▼

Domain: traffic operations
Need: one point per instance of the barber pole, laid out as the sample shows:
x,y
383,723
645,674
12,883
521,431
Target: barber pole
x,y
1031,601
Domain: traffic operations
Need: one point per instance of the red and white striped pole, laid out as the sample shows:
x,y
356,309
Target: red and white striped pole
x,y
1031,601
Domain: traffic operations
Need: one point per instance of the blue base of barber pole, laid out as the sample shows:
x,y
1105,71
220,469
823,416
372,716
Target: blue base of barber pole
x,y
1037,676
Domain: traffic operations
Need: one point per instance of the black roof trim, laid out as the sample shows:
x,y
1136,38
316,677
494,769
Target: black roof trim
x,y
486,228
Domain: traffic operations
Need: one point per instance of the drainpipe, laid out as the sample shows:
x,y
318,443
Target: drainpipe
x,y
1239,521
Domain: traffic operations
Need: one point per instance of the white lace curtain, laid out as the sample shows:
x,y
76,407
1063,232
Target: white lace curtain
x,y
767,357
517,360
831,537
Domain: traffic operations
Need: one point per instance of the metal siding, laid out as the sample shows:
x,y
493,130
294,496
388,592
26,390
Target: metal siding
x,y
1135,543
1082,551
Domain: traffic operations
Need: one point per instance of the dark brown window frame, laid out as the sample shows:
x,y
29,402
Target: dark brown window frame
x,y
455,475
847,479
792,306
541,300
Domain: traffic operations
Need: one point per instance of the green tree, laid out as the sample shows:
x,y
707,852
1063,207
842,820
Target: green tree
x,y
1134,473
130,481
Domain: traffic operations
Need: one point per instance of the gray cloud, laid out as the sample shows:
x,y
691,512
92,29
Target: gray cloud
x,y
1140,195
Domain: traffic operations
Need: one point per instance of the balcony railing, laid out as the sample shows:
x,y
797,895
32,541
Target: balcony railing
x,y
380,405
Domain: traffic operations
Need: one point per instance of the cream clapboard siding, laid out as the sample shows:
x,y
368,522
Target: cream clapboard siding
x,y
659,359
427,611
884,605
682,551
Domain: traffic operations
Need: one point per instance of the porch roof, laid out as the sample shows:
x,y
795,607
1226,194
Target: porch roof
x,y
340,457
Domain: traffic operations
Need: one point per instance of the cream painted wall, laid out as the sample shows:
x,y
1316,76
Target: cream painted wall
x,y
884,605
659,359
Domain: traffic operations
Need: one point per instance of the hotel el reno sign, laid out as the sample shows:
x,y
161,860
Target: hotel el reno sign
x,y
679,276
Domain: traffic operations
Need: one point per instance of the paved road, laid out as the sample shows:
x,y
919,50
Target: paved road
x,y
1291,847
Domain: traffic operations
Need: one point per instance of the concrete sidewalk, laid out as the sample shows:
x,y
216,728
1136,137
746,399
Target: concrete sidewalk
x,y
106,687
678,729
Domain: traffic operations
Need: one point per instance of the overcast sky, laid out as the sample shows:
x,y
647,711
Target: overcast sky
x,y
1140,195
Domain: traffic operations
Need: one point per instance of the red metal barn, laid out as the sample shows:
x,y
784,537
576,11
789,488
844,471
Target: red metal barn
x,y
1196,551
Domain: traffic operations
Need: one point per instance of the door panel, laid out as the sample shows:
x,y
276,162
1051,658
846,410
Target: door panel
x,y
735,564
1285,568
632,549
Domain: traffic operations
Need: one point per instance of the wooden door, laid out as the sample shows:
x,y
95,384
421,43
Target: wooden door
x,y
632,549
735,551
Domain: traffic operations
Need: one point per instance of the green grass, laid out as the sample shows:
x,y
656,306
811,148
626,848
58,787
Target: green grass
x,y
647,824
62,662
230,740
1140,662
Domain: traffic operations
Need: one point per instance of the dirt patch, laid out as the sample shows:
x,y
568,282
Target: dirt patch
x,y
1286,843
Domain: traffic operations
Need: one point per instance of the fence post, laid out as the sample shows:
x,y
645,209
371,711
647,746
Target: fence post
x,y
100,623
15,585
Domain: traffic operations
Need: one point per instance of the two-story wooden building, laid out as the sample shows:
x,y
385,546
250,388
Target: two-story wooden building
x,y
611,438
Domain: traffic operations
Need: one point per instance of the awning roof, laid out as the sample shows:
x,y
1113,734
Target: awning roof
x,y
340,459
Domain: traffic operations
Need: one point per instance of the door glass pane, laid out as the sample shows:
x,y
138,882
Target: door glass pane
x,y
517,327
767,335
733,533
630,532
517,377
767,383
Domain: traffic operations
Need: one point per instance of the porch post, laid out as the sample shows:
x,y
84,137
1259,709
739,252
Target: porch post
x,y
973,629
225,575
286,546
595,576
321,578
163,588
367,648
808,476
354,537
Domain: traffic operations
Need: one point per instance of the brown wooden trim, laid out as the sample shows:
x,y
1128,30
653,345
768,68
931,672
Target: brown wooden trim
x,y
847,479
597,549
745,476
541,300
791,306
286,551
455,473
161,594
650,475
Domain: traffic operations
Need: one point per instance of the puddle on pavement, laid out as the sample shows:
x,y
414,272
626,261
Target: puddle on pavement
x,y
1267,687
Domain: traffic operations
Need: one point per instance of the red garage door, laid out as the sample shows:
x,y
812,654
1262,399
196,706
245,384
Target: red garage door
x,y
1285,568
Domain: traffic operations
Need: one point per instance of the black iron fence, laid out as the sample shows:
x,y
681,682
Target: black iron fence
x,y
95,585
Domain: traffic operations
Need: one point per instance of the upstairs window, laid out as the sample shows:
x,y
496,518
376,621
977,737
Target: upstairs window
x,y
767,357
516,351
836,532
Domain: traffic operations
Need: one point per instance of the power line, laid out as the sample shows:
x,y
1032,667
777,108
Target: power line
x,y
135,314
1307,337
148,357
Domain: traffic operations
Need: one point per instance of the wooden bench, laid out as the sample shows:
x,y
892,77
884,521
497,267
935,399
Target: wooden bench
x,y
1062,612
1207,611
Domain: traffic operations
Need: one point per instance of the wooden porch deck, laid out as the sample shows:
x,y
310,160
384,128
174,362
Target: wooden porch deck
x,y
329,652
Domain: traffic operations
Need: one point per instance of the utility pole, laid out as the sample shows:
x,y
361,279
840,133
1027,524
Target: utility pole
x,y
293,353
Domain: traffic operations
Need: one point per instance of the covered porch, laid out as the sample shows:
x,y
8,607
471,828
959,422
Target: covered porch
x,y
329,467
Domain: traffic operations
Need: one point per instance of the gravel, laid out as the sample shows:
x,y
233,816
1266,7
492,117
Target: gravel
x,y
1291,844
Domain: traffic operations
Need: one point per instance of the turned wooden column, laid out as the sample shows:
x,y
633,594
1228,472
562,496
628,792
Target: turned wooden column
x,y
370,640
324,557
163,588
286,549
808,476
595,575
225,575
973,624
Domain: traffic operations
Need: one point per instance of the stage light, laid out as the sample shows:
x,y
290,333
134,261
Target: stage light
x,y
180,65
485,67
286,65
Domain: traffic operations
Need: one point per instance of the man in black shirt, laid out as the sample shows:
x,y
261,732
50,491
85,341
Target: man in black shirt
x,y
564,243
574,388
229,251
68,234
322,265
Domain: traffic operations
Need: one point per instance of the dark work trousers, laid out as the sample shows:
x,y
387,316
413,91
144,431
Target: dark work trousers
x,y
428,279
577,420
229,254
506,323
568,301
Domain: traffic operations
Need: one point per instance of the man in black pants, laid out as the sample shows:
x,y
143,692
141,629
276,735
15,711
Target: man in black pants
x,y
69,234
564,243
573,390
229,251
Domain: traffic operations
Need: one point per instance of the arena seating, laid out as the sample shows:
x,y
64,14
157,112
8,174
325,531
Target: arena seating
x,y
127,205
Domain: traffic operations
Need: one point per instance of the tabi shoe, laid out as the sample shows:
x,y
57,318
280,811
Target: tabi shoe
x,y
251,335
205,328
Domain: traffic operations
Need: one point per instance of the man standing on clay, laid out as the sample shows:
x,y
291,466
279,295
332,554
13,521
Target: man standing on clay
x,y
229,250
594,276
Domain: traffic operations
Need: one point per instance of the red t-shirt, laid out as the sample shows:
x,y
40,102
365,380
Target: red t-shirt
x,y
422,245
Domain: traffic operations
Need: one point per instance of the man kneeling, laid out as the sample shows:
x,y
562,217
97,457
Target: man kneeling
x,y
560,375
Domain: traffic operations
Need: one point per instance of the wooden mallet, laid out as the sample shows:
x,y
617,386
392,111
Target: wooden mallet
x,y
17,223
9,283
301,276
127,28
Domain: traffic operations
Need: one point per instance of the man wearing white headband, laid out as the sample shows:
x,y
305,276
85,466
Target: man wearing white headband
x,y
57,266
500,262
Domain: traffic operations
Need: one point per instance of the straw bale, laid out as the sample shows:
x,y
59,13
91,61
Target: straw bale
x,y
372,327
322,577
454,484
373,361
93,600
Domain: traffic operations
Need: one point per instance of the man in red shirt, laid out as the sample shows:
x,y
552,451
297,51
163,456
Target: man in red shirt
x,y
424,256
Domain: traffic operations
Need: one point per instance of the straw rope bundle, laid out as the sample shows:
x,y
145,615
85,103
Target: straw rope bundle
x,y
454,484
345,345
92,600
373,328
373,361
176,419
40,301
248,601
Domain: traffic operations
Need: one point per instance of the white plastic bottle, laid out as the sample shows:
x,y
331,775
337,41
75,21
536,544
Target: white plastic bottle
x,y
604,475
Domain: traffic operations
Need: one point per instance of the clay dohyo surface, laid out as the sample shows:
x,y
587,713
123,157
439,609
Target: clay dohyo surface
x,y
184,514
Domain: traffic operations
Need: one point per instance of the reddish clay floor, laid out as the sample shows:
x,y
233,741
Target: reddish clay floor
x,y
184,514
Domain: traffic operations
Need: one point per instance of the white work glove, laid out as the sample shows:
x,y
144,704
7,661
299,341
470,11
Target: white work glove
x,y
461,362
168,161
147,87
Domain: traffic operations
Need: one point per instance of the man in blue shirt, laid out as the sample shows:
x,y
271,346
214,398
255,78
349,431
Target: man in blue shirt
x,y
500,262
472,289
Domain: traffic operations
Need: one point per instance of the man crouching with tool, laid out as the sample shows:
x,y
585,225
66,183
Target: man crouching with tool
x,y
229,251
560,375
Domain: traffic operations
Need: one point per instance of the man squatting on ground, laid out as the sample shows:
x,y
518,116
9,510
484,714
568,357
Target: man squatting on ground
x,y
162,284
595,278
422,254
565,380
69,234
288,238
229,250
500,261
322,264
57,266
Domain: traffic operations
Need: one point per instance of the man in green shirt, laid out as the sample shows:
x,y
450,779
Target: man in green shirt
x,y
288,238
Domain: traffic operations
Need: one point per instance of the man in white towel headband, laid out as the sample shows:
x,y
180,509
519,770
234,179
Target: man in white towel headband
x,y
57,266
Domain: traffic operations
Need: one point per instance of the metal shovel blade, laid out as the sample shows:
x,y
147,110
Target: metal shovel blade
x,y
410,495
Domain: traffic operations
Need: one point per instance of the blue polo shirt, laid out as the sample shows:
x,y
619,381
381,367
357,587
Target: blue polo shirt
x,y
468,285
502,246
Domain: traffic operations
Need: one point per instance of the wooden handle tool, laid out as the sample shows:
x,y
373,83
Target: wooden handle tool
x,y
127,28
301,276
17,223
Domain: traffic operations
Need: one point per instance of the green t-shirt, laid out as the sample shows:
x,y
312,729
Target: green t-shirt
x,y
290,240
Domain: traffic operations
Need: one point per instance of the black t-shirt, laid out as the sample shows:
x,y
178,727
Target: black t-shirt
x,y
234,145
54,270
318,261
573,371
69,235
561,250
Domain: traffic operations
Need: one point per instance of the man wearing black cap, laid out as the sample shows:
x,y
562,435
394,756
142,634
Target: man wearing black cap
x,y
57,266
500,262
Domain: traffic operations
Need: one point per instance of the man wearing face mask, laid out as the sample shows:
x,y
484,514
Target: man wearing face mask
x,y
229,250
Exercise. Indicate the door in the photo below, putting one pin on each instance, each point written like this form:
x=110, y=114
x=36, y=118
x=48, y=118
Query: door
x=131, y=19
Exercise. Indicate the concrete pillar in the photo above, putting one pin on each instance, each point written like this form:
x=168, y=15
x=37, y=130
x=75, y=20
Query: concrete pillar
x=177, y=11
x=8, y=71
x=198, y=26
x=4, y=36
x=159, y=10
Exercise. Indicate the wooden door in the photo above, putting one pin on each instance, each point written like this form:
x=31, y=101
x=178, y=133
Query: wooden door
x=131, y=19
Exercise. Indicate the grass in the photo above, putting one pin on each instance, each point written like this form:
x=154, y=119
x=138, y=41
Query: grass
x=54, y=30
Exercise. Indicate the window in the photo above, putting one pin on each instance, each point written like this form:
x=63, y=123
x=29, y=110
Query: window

▲

### HOW TO COMPLETE THIS TASK
Filter the entries down to the lines with the word "above" in them, and copy those lines.

### OUTPUT OF THE EXERCISE
Exercise. Indicate the concrete pillar in the photo above, putting one pin on each instance, each point written like this form:
Exercise. Indicate the wooden door in the photo above, putting one pin on each instance, each point written like this form:
Exercise. Indicate the grass in the photo above, putting one pin on each instance, each point written like this form:
Exercise. Indicate the window in the photo above, putting one pin on each instance, each point written like this form:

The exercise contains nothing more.